We appreciate all the work that Alan Jacob has done with managing the day to day care of the Germplasm collection, and for assistance with cutting collection and distribution, and wish him well in his future endeavours and look forward to working with Lisa Starkie and team.

Orders in 2018 were higher with 24,310 cuttings ordered and filled from source blocks and from the Germplasm block. Orders this year were of improved clones of traditional varieties including Pinot Noir, Shiraz, Gamay, Malbec, Chardonnay, Cabernet, Merlot and Meunier. WAVIA had orders for many alternative varieties, including; Montepulciano, Grüner Veltliner, Barbera, Cinsaut, Touriga, Nebbiolo, Pignoletto, Brachetto, Harslevelu, Durif, Fiano, Furmint, Dolcetto, Sangiovese Brunello di Montalcino, Vermentino and Scheurebe. WAVIA received orders for rootstocks including Ramsey, 1103 Paulsen, 110 Richter, and Schwartzmann WA5.

Dataset excerpts ▸
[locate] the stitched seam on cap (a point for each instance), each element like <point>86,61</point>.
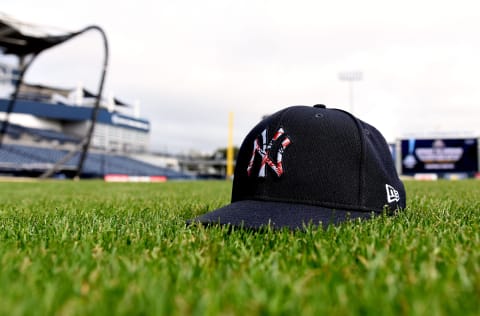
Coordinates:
<point>361,195</point>
<point>332,205</point>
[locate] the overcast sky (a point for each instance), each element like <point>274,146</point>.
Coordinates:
<point>190,63</point>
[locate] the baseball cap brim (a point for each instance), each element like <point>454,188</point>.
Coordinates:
<point>259,214</point>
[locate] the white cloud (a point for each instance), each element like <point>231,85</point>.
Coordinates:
<point>191,62</point>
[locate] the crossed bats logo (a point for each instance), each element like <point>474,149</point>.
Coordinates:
<point>263,150</point>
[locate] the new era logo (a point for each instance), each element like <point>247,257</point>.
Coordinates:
<point>264,150</point>
<point>392,194</point>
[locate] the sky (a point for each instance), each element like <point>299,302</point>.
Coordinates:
<point>189,63</point>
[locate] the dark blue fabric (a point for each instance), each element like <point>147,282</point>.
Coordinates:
<point>257,214</point>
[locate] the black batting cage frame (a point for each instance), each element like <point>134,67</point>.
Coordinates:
<point>14,40</point>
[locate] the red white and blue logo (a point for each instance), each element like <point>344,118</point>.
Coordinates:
<point>264,150</point>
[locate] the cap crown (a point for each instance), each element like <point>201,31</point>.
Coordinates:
<point>317,156</point>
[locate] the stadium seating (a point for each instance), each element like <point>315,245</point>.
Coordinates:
<point>30,158</point>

WORK REQUIRED ▸
Please transcribe the grapevine cuttings passage from "Orders in 2018" up to and including "and Schwartzmann WA5.". These rows were taken from a separate source.

REPLY ▸
Orders in 2018 were higher with 24,310 cuttings ordered and filled from source blocks and from the Germplasm block. Orders this year were of improved clones of traditional varieties including Pinot Noir, Shiraz, Gamay, Malbec, Chardonnay, Cabernet, Merlot and Meunier. WAVIA had orders for many alternative varieties, including; Montepulciano, Grüner Veltliner, Barbera, Cinsaut, Touriga, Nebbiolo, Pignoletto, Brachetto, Harslevelu, Durif, Fiano, Furmint, Dolcetto, Sangiovese Brunello di Montalcino, Vermentino and Scheurebe. WAVIA received orders for rootstocks including Ramsey, 1103 Paulsen, 110 Richter, and Schwartzmann WA5.